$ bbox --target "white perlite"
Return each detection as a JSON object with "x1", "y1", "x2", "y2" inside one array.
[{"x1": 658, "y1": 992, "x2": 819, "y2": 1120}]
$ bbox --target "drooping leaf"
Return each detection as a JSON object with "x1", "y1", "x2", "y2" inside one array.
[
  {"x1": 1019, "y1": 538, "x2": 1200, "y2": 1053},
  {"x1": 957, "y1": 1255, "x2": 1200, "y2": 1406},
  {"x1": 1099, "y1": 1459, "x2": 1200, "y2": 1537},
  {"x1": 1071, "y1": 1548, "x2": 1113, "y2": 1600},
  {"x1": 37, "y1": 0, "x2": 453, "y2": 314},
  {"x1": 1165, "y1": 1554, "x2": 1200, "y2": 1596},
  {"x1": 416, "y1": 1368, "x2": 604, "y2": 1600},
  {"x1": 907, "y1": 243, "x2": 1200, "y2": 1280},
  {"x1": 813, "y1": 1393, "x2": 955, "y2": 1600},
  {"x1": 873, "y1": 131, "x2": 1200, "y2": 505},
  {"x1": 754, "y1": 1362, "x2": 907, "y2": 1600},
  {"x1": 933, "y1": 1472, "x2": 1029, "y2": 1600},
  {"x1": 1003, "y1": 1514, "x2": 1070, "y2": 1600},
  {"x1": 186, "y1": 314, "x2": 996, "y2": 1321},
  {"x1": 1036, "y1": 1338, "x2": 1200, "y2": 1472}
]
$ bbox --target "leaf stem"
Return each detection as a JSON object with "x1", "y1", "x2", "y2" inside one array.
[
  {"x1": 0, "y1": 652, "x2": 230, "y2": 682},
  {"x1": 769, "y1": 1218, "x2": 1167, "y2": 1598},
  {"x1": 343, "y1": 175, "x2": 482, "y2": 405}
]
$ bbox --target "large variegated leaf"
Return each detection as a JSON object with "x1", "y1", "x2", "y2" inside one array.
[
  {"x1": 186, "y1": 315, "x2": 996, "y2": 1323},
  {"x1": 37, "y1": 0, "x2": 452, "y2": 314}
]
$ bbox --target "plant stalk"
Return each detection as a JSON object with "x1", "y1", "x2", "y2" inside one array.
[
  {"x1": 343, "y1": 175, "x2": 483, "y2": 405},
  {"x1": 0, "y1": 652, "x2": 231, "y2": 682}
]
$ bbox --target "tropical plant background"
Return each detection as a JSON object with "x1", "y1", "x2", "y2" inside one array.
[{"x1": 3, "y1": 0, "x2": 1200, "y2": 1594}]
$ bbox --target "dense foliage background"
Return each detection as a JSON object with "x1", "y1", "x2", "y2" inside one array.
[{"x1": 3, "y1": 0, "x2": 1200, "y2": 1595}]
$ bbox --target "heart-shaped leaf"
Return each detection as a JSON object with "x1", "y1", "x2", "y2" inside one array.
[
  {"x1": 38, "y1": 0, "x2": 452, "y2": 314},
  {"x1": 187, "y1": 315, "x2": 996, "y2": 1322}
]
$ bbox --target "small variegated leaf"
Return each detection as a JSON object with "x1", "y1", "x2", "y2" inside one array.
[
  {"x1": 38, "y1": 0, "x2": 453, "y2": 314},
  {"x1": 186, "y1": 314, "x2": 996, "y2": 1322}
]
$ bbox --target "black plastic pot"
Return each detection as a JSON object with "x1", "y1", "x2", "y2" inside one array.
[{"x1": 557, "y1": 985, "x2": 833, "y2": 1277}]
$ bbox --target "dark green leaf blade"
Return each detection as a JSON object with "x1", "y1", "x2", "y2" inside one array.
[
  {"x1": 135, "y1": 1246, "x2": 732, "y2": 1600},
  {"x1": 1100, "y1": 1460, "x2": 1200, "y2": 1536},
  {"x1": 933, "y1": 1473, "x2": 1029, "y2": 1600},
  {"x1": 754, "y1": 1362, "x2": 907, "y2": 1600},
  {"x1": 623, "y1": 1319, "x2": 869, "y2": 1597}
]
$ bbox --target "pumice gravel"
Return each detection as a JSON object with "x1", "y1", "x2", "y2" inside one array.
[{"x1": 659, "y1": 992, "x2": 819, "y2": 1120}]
________
◆ **Assigned task**
Extract each line from the listing above, please, and repeat it exactly.

◆ **Solution below**
$ bbox --target "white perlite"
Return each detection as a JSON object with "x1", "y1", "x2", "y2" inside one array.
[{"x1": 658, "y1": 992, "x2": 819, "y2": 1120}]
$ bbox --target "drooping leaf"
Return each detection as a JSON object with "x1", "y1", "x2", "y2" inside one array.
[
  {"x1": 1019, "y1": 538, "x2": 1200, "y2": 1053},
  {"x1": 957, "y1": 1255, "x2": 1200, "y2": 1406},
  {"x1": 1099, "y1": 1459, "x2": 1200, "y2": 1537},
  {"x1": 1071, "y1": 1548, "x2": 1113, "y2": 1600},
  {"x1": 37, "y1": 0, "x2": 453, "y2": 314},
  {"x1": 1165, "y1": 1554, "x2": 1200, "y2": 1596},
  {"x1": 416, "y1": 1368, "x2": 604, "y2": 1600},
  {"x1": 907, "y1": 243, "x2": 1200, "y2": 1280},
  {"x1": 813, "y1": 1393, "x2": 955, "y2": 1600},
  {"x1": 873, "y1": 131, "x2": 1200, "y2": 505},
  {"x1": 754, "y1": 1362, "x2": 907, "y2": 1600},
  {"x1": 933, "y1": 1472, "x2": 1029, "y2": 1600},
  {"x1": 1003, "y1": 1514, "x2": 1070, "y2": 1600},
  {"x1": 186, "y1": 314, "x2": 996, "y2": 1321},
  {"x1": 1036, "y1": 1338, "x2": 1200, "y2": 1472}
]
$ bbox --target "leaf stem"
Return each detection as a JSON object with "x1", "y1", "x2", "y2" inside one array.
[
  {"x1": 0, "y1": 652, "x2": 230, "y2": 682},
  {"x1": 769, "y1": 1218, "x2": 1167, "y2": 1598},
  {"x1": 343, "y1": 175, "x2": 482, "y2": 405}
]
$ bbox --target "large variegated leaf"
Return each detection as a JSON object with "x1", "y1", "x2", "y2" inside one array.
[
  {"x1": 186, "y1": 315, "x2": 996, "y2": 1323},
  {"x1": 37, "y1": 0, "x2": 452, "y2": 314}
]
$ bbox --target "plant stalk"
Return each detection as a JSON object with "x1", "y1", "x2", "y2" inside one array.
[
  {"x1": 343, "y1": 175, "x2": 483, "y2": 405},
  {"x1": 0, "y1": 652, "x2": 231, "y2": 682}
]
$ bbox --target "tropical plant background"
Return each detection as a JSON object with "x1", "y1", "x2", "y2" inside one array.
[{"x1": 3, "y1": 0, "x2": 1200, "y2": 1594}]
$ bbox --target "dense foliage background"
Return each detection as a JSON object with "x1", "y1", "x2", "y2" inside one array.
[{"x1": 3, "y1": 0, "x2": 1200, "y2": 1595}]
$ bbox --target "heart-shaped leaf"
Return each detection as a JSON object with "x1", "y1", "x2", "y2" inside one array.
[
  {"x1": 38, "y1": 0, "x2": 452, "y2": 314},
  {"x1": 187, "y1": 315, "x2": 996, "y2": 1322}
]
$ bbox --target "small variegated leaf"
Return each detection as a JSON object with "x1", "y1", "x2", "y2" inside one array.
[
  {"x1": 38, "y1": 0, "x2": 453, "y2": 314},
  {"x1": 186, "y1": 314, "x2": 996, "y2": 1322}
]
$ bbox --target "black plastic pot"
Return each detection as a JSON object with "x1", "y1", "x2", "y2" inside one array.
[{"x1": 557, "y1": 985, "x2": 833, "y2": 1277}]
$ bbox --target "dark green leaf blade"
Return each detection as a JSON object with "x1", "y1", "x2", "y2" inside one array.
[
  {"x1": 135, "y1": 1246, "x2": 732, "y2": 1600},
  {"x1": 1100, "y1": 1460, "x2": 1200, "y2": 1536},
  {"x1": 933, "y1": 1473, "x2": 1029, "y2": 1600},
  {"x1": 754, "y1": 1362, "x2": 907, "y2": 1600},
  {"x1": 623, "y1": 1319, "x2": 869, "y2": 1597}
]
$ bbox --target "pumice gravel"
Return each detection as a JSON object with "x1", "y1", "x2", "y2" inside one array.
[{"x1": 659, "y1": 992, "x2": 819, "y2": 1120}]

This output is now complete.